* _DATA PROVIDED_:
______________________________
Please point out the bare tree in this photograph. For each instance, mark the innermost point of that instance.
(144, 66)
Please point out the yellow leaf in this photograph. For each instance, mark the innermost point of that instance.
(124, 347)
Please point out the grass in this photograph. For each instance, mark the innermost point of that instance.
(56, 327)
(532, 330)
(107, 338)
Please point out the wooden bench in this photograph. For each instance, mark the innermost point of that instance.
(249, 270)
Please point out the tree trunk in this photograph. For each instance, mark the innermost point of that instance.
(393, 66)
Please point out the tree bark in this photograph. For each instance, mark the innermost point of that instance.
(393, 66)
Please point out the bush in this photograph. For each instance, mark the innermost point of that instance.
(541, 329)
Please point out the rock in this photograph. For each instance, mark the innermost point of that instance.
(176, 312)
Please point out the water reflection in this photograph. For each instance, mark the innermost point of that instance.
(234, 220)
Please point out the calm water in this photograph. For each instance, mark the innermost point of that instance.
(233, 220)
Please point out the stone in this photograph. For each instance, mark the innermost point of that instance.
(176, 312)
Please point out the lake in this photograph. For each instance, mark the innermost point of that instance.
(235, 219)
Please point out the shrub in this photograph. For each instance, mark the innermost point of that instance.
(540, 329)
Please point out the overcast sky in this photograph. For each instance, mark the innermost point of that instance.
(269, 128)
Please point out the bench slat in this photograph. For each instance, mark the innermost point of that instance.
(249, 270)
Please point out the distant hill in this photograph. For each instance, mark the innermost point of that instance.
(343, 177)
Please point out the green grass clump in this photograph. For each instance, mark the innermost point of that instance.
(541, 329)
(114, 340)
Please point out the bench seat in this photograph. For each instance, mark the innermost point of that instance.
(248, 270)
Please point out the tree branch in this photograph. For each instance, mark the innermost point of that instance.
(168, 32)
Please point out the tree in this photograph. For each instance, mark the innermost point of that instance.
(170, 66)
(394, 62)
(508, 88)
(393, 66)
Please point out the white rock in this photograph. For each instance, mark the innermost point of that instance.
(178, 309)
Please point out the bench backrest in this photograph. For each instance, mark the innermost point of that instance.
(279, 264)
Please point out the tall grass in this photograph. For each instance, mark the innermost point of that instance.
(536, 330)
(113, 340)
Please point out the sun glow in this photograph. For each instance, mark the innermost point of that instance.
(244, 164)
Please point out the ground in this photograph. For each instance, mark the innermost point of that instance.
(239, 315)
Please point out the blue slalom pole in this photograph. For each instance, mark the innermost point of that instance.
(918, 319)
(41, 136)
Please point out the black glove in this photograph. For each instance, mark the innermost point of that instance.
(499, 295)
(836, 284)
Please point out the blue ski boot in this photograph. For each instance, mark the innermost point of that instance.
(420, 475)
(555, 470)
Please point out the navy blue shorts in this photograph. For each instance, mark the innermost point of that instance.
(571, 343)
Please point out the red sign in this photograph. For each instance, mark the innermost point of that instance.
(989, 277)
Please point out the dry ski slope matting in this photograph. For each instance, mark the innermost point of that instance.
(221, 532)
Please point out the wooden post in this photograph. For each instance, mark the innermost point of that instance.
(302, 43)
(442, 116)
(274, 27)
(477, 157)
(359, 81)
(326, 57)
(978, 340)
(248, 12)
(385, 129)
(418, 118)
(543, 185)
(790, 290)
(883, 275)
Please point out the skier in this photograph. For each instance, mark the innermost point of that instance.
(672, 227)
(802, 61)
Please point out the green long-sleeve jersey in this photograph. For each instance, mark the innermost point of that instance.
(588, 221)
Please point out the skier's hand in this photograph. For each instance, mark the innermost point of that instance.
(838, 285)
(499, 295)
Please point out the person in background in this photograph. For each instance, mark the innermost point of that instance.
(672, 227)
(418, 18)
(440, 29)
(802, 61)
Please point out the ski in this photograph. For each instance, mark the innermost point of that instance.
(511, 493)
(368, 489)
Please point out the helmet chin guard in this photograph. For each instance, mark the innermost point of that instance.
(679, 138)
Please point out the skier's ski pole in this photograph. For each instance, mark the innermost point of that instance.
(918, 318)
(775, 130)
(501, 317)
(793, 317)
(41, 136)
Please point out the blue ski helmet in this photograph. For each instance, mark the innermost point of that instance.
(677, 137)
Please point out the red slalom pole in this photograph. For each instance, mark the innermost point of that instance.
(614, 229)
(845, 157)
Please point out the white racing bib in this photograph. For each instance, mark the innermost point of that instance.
______________________________
* _WHAT THE EXERCISE ASKS_: Please format all of the material above as a JSON list of strings, with one string per line and blank lines left out.

* _EXERCISE ANSWER_:
[
  "Please point out the bare tree in this photograph. For each instance, mark the innermost point of that instance.",
  "(144, 66)",
  "Please point out the yellow leaf in this photograph. For each instance, mark the innermost point of that instance.",
  "(124, 347)",
  "Please point out the grass in this photograph. For each instance, mark the innermost point of that instance.",
  "(56, 327)",
  "(532, 330)",
  "(107, 338)",
  "Please point out the wooden bench in this photograph. For each instance, mark the innermost point of that instance.",
  "(249, 270)",
  "Please point out the tree trunk in this photograph. For each instance, mark the innermost point of that instance.",
  "(393, 66)",
  "Please point out the tree bark in this photograph. For each instance, mark the innermost point of that instance.",
  "(393, 66)",
  "Please point out the bush in this photograph. For each instance, mark the innermost point of that instance.",
  "(541, 329)",
  "Please point out the rock in this photograph. For each instance, mark the innermost point of that instance.",
  "(176, 312)",
  "Please point out the water reflection in this photograph. For each instance, mark the innermost point of that instance.",
  "(234, 220)",
  "Please point out the calm water in this photograph. For each instance, mark the innermost point of that instance.",
  "(233, 220)",
  "Please point out the stone in this photograph. For each instance, mark the innermost point of that instance.",
  "(176, 312)",
  "Please point out the lake in this photograph. For each instance, mark the innermost point of that instance.",
  "(235, 219)",
  "Please point out the shrub in this photograph. For each instance, mark the innermost point of that instance.",
  "(540, 329)",
  "Please point out the overcast sky in this photograph. For each instance, mark the innermost point of that instance.",
  "(269, 128)",
  "Please point out the bench slat in this photograph. For each instance, mark the innermost point of that instance.",
  "(249, 270)",
  "Please point out the distant hill in this photograph. For each instance, mark the innermost point of that instance.",
  "(343, 177)",
  "Please point out the green grass clump in this photograph. For each instance, mark the innermost point of that instance.",
  "(541, 329)",
  "(114, 340)",
  "Please point out the bench seat in this photograph. For each instance, mark the innermost point of that instance.",
  "(248, 270)",
  "Please point out the tree branch in this photograph. For each instance, mark the innermost point of that instance.",
  "(168, 32)",
  "Please point out the tree in this photograph. For each instance, mark the innermost point of that instance.",
  "(170, 66)",
  "(394, 62)",
  "(508, 88)",
  "(393, 66)",
  "Please point out the white rock in this photograph. For each instance, mark the innermost point of that instance.",
  "(178, 309)",
  "Please point out the bench backrest in this photograph. For each instance, mark the innermost point of that instance.",
  "(279, 264)",
  "Please point out the tall grass in this photograph. For each instance, mark the innermost point of that instance.",
  "(536, 330)",
  "(113, 340)",
  "Please point out the sun glow in this photograph. For each instance, mark the innermost point of that instance.",
  "(244, 164)",
  "Please point out the ground in this photograph. For each instance, mark the innermost point of that instance.",
  "(239, 315)",
  "Please point out the blue slalom pole in this photograph. For each instance, mark the innermost point of that instance.",
  "(918, 319)",
  "(41, 136)",
  "Please point out the black glove in this photograph. For each instance, mark the innermost point of that instance.",
  "(499, 295)",
  "(836, 284)",
  "Please point out the blue ski boot in this photograph. For each instance, mark the innermost point of that instance.",
  "(420, 475)",
  "(555, 470)",
  "Please point out the navy blue shorts in this photograph. For each instance, mark the innermost point of that instance.",
  "(571, 343)",
  "Please point out the red sign in this photograph. For each instance, mark the innermost point of that instance.",
  "(989, 277)",
  "Please point out the dry ski slope matting in this photograph. For each instance, mark the innermost point of that instance.",
  "(221, 532)",
  "Please point out the wooden post in this photograph. For each instance, mark the innermost point of that instance.",
  "(302, 43)",
  "(442, 116)",
  "(274, 27)",
  "(477, 157)",
  "(359, 81)",
  "(326, 57)",
  "(978, 340)",
  "(248, 12)",
  "(385, 129)",
  "(418, 118)",
  "(543, 185)",
  "(790, 290)",
  "(883, 275)",
  "Please point out the skier in this photograph. For each instance, mark the innermost point of that instance.",
  "(672, 227)",
  "(802, 61)",
  "Please point out the green long-sleeve jersey in this photograph. For each instance, mark the innermost point of that instance.",
  "(588, 221)",
  "Please point out the skier's hand in this photograph. For each instance, mark the innermost point of that instance.",
  "(838, 285)",
  "(499, 295)",
  "Please point out the person in background in this photograph. For each instance, mark the innermost point of that instance.",
  "(672, 227)",
  "(418, 18)",
  "(440, 29)",
  "(802, 61)",
  "Please point out the ski in this photograph. For each instance, mark the innermost point of that instance.",
  "(511, 493)",
  "(368, 489)",
  "Please point out the helmet chin guard in this photograph. For each instance, mark the innermost point of that instance.",
  "(679, 138)",
  "Please point out the skier's ski pole in this photograph. For each instance, mark the innermost point of that instance.",
  "(918, 318)",
  "(775, 130)",
  "(501, 317)",
  "(793, 317)",
  "(41, 136)",
  "Please point out the blue ski helmet in this photograph. For each instance, mark the innermost point of that instance.",
  "(677, 137)",
  "Please point out the red slalom pole in this photograph. For each instance, mark the innermost point of that instance.",
  "(614, 229)",
  "(845, 157)",
  "Please point out the white racing bib in this photograph. For each instance, mark the innermost point of that instance."
]